Can you return the records below exactly as they stand, but only from the first line through the one with "Where can the row"?

[Records contained in a dataset]
________________

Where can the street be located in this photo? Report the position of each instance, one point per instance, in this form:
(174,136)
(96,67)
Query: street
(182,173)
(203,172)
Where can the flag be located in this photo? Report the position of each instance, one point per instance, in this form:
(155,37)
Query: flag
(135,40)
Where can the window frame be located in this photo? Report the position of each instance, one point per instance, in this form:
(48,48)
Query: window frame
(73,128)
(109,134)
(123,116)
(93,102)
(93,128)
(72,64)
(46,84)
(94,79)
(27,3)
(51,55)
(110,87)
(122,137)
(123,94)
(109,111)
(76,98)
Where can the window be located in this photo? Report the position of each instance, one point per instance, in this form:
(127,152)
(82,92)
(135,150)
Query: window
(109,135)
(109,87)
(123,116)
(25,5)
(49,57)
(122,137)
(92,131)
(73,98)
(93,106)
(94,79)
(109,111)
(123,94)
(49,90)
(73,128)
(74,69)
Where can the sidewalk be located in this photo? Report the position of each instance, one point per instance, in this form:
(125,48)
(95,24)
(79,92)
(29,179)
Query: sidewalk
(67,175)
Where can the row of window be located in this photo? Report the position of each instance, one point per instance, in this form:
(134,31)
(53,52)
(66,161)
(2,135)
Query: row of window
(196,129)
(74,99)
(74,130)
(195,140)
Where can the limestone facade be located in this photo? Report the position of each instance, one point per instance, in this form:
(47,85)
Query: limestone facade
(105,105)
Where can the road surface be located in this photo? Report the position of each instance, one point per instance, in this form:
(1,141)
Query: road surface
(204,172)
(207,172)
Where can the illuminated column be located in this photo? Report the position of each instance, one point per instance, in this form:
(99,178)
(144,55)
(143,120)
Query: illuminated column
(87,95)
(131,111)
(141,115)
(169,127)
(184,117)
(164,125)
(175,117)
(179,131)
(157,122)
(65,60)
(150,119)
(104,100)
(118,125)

________________

▶ _Problem solution_
Where can the street be located in this photo? Report the position of each instance, one point per instance, in this form:
(174,136)
(96,67)
Query: street
(182,173)
(203,172)
Where can the flag be located in this photo? Report the position of each instance, one point per instance, in this form:
(155,37)
Query: flag
(135,40)
Where can the window frame be located in this photo? Report the position of each instance, one point per instance, in this form:
(48,48)
Query: window frame
(73,128)
(109,134)
(123,116)
(93,102)
(93,128)
(72,64)
(46,84)
(94,79)
(27,3)
(51,55)
(110,87)
(122,137)
(123,94)
(109,111)
(76,98)
Where can the window be located in this photo? Report the position of each instance, one point per instance, in this form:
(127,152)
(82,92)
(135,150)
Query: window
(109,135)
(109,87)
(123,116)
(25,5)
(49,57)
(122,137)
(92,131)
(73,98)
(93,106)
(94,79)
(109,111)
(123,94)
(49,90)
(73,128)
(74,69)
Where can the sidewalk be located in this photo? Report the position of each instance, one point per instance, in this form:
(125,48)
(95,24)
(79,92)
(29,179)
Query: sidewalk
(67,175)
Where can the row of window be located in this photo? Report the position of each instance, one point per instance, in this form:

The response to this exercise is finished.